[INSTRUCTIONS TO FOLLOW]: Reproduce every one of the lines below word for word, from first to last.

Records from a pointing dataset:
----

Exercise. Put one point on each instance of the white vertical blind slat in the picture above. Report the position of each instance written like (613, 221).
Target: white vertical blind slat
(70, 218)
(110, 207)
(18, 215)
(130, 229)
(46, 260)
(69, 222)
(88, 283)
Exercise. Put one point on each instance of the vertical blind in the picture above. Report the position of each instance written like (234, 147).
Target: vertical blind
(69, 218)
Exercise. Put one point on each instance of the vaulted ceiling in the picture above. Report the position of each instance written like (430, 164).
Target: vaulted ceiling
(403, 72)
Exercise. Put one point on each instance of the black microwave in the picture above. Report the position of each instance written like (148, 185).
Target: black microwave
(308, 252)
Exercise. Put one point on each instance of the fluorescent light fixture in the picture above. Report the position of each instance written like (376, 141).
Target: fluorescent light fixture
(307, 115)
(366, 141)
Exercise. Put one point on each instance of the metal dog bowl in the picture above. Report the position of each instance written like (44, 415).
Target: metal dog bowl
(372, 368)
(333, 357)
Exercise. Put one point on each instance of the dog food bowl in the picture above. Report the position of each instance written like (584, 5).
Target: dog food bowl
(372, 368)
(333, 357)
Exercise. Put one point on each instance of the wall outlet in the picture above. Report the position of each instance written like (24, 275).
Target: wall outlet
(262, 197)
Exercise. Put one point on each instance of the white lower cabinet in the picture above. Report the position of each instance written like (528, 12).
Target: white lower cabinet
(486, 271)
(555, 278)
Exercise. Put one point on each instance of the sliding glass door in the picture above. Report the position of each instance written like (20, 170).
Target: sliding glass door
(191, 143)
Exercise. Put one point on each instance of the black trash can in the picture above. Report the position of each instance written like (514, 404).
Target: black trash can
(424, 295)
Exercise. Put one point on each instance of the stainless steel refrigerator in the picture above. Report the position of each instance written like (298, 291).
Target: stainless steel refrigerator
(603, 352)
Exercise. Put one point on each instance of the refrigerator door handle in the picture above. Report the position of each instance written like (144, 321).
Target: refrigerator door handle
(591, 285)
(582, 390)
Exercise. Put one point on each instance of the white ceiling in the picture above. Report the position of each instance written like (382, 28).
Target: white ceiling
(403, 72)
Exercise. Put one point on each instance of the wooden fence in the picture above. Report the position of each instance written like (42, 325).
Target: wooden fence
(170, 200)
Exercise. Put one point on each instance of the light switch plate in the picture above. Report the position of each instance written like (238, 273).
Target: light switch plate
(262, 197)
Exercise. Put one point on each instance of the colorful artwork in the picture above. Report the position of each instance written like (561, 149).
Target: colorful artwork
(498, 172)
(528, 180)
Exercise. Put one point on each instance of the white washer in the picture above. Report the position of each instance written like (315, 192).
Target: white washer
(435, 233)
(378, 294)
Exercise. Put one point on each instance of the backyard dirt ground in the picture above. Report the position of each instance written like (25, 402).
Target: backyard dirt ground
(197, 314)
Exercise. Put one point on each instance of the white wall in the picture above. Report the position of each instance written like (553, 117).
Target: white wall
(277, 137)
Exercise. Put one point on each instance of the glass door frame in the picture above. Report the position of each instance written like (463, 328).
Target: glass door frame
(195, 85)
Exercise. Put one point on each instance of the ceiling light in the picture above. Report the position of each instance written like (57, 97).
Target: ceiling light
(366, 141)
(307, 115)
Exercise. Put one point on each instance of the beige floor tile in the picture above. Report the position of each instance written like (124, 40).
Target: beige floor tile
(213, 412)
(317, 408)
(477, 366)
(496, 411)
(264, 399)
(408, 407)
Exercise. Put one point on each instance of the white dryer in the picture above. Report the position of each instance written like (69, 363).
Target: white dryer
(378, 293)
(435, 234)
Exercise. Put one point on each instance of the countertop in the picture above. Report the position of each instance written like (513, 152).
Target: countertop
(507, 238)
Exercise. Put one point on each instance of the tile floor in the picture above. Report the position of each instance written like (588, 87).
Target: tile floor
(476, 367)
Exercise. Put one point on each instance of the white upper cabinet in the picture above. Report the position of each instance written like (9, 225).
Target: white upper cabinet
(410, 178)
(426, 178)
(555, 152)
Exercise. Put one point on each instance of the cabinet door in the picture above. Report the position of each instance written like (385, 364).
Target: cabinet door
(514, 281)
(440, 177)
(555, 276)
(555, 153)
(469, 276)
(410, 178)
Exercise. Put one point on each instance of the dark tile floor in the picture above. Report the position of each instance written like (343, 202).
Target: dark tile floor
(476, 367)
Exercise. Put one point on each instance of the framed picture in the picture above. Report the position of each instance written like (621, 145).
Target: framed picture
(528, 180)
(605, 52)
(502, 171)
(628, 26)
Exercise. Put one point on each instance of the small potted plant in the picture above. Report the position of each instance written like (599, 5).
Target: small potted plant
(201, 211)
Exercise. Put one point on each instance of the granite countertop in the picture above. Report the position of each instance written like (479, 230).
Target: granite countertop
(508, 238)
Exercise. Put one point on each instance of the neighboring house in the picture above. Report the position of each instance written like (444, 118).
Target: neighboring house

----

[EXERCISE RESPONSE]:
Exercise. Put one point on each instance of the white vertical blind slat in the picture above. Report the position of each instance written like (613, 221).
Target: white vertical blind slat
(70, 218)
(110, 207)
(18, 215)
(130, 229)
(46, 260)
(69, 222)
(88, 283)
Exercise. Put one point on each instance of the vertical blind in the picture above. Report the position of each instance written like (234, 147).
Target: vertical blind
(69, 218)
Exercise. Put one point on each instance of the vaulted ceiling in the picture above. Report the position of each instance written like (430, 164).
Target: vaulted ceiling
(403, 72)
Exercise. Put one point on each instance of the black microwave in the picture above. Report the position of each instance written like (148, 185).
Target: black microwave
(308, 252)
Exercise. Put one point on each instance of the fluorescent light fixture in the picture above. Report the position of each instance written like (376, 141).
Target: fluorescent light fixture
(307, 115)
(366, 141)
Exercise. Put one point on each instance of the metal dog bowl in the picture above. Report the position of each instance written like (44, 415).
Target: metal dog bowl
(372, 368)
(333, 357)
Exercise. Put one point on each instance of the dog food bowl in the picture above. Report the position of each instance written like (584, 5).
Target: dog food bowl
(372, 368)
(333, 357)
Exercise. Put one point on each instance of the wall outlet in the picture above. Report the position of each instance written like (24, 275).
Target: wall outlet
(262, 197)
Exercise. Put one point on each instance of the white lower cabinet in the picture above. Report the position of each instance written like (528, 12).
Target: white lower cabinet
(486, 271)
(555, 278)
Exercise. Put one point on each instance of the sliding glass door in the picture above. Report the position of each instance written like (20, 170).
Target: sliding glass door
(191, 143)
Exercise. Put one point on each instance of the black trash can in the picture above. Report the position of each instance written like (514, 404).
Target: black trash can
(424, 295)
Exercise. Put one point on each instance of the stainless steel refrigerator in the picture above. Report the position of each instance written like (298, 291).
Target: stainless steel refrigerator
(603, 352)
Exercise. Put one point on each instance of the refrigerator door handle in the picture above. Report the position of each instance written like (144, 321).
Target: refrigerator door handle
(591, 285)
(582, 390)
Exercise. Put one point on each instance of the white ceiling in the picture above. Report the position of each instance written like (382, 28).
Target: white ceiling
(403, 72)
Exercise. Put one point on each instance of the wooden fence in the picture above. Report the position of each instance written like (42, 325).
Target: wooden fence
(170, 200)
Exercise. Put one point on each instance of the light switch plate in the picture above. Report the position of each instance written like (238, 273).
Target: light switch plate
(262, 197)
Exercise. Put one point on each instance of the colorful artwork in the picture above. Report the position of each instance written like (561, 149).
Target: colorful artwork
(498, 172)
(528, 180)
Exercise. Put one point on each instance of the white washer in the picture above. Report the position of each instance written like (315, 192).
Target: white washer
(435, 233)
(378, 294)
Exercise. Put one point on each instance of the backyard dirt ground in the picture above. Report the position of each instance written like (25, 402).
Target: backyard dirt ground
(197, 314)
Exercise. Put one point on each instance of the white wall in the picture above. Report the position of each instance written like (553, 117).
Target: white wall
(277, 137)
Exercise. Put one point on each instance of the glass door frame in the picture above. Report the position of each instance written like (463, 328).
Target: glass door frame
(195, 85)
Exercise. Put one point on each instance of the ceiling light in the picture above. Report the position of each instance written like (57, 97).
Target: ceiling light
(366, 141)
(307, 115)
Exercise. Put one point on each instance of the beige floor tile in the picture above. Report the position of each instance written like (124, 40).
Target: beige floor tile
(213, 412)
(317, 408)
(477, 366)
(496, 411)
(264, 399)
(408, 407)
Exercise. Put one point on each instance of the white dryer in the picture above. Report the position of each instance written like (69, 363).
Target: white dryer
(378, 293)
(435, 234)
Exercise. Put one point on each instance of the countertop in the picture above. Report the position of each instance written like (513, 152).
Target: countertop
(507, 238)
Exercise. Put one point on each instance of the tile floor in the picture above. Report the position of each instance written like (588, 87).
Target: tile floor
(476, 367)
Exercise. Put one point on each instance of the white upper cabinet in the picture above. Report the position of each instance written like (9, 225).
Target: white upper cabinet
(410, 178)
(426, 178)
(555, 152)
Exercise. Put one point on each instance of the cabinet door in the picture above. Report the position of each instance written like (385, 364).
Target: cabinet door
(514, 281)
(440, 177)
(555, 276)
(555, 153)
(469, 276)
(410, 178)
Exercise. Put one point on each instance of the dark tile floor in the picture above. Report the position of each instance written like (343, 202).
Target: dark tile floor
(476, 367)
Exercise. Put one point on each instance of the framed picture in the picture above. Report the position of each instance written like (621, 145).
Target: framed picture
(528, 180)
(605, 52)
(502, 171)
(628, 26)
Exercise. Put one point on each instance of the small potted plant in the picture above. Report the position of each instance written like (599, 5).
Target: small potted plant
(201, 211)
Exercise. Put one point on each instance of the granite countertop in the picture above. Report the position of each instance written like (479, 230).
Target: granite countertop
(508, 238)
Exercise. Put one point on each instance of the neighboring house in the picture above. Report the position of each instance written like (444, 118).
Target: neighboring house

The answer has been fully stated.